● Aim of the task: Report the number of lines in the data below that hold "Place", without any other words.

*** Task data

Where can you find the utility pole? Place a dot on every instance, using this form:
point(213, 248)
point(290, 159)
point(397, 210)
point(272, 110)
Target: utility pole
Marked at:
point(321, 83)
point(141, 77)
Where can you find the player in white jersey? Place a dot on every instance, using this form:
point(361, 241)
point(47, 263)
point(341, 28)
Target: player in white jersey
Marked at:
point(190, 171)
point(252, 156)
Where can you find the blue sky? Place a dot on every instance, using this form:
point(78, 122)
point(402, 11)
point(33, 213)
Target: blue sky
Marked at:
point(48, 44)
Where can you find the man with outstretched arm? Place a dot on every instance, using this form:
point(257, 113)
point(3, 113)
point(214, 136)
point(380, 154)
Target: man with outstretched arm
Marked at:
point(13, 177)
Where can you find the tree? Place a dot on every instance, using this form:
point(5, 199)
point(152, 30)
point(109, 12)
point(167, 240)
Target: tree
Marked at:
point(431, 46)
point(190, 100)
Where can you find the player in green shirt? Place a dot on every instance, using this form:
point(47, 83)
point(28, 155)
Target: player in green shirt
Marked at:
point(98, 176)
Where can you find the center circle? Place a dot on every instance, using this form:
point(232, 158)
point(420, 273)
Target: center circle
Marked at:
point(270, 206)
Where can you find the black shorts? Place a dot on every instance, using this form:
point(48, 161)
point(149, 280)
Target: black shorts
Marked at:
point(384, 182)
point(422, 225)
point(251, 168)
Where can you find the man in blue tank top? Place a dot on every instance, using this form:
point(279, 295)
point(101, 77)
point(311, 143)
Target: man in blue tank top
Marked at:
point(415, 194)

******

● Response to this exercise: 9